» Text

■ ■ ■

VON LÖWEN UND LÄMMERN

Eiertanz

In »Operation: Kingdom« und »Von Löwen und Lämmern« gibt sich Hollywood selbstkritisch. Und niemand will´s sehen.

Dass das liberale Amerika sich so selten durchsetzt, mag auch daran liegen, dass es so betulich daherkommt. Matthew Michael Carnahan hat die Drehbücher zu zwei der neueren US-Produktionen geschrieben, die sich mit der aktuellen US-Außenpolitik auseinandersetzen: The Kingdom und Von Löwen und Lämmern . Und beide Filme vollziehen einen Eiertanz, um bloß niemandem auf die Zehen zu treten.
Operation: Kingdom spielt in Saudi-Arabien, wo böse Bombenleger ein Camp mit US-Amerikanern in die Luft jagen. Die Araber sind natürlich zu blöd, um in solch einem Fall selbst zu ermitteln, weshalb Jamie Fox und sein Team von FBI-Ermittlern aus den USA eingeflogen werden und den Kameltreibern mal kurz zeigen, was Forensik ist. Zwar hat der Film die heute üblichen selbstkritischen Untertöne (ein saudischer Ermittler wird von der eigenen Bürokratie ausgebremst, ganz so wie sein FBI-Kollege, und das FBI-Team lernt, dass nicht alle Araber tumbe Bombenleger sind; wow!), aber am Ende stürzt sich Regisseur Peter Berg in eine Action-Orgie, in der alle Denk-Ansätze im Krawall der (zugegeben: großartigen) Stunts versinken. Im Regie-Kommentar und den Special erzählt Berg, dass das genau so gedacht war. Der intellektuelle, eher leise Anfang des Films dient nur dazu, es hinterher um so effektvoller krachen lassen zu können. Logisch auch, dass wir nie erfahren, wer die Bombenleger waren. Im Kino sind die Bin Laden-Anhänger inzwischen das, was in schlechten Western die Indianer waren: einfach da, ziemlich böse und störend für die Zivilisation des weissen Mannes.

■ ■ ■

» Aufgabe
Beantworten Sie anhand der Filmkritik die folgenden Fragen:
1. Wer hat die Drehbücher zu beiden besprochenen Filmen geschrieben?
2. In welchem Land spielt »Operation: Kingdom«?
3. Wer führte bei »Operation: Kingdom« Regie?

» Datenauszug
■ ■ ■

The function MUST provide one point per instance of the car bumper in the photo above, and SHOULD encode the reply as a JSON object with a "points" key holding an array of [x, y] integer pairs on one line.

■ ■ ■

» Lösung
1. Matthew Michael Carnahan
2. Saudi-Arabien
3. Peter Berg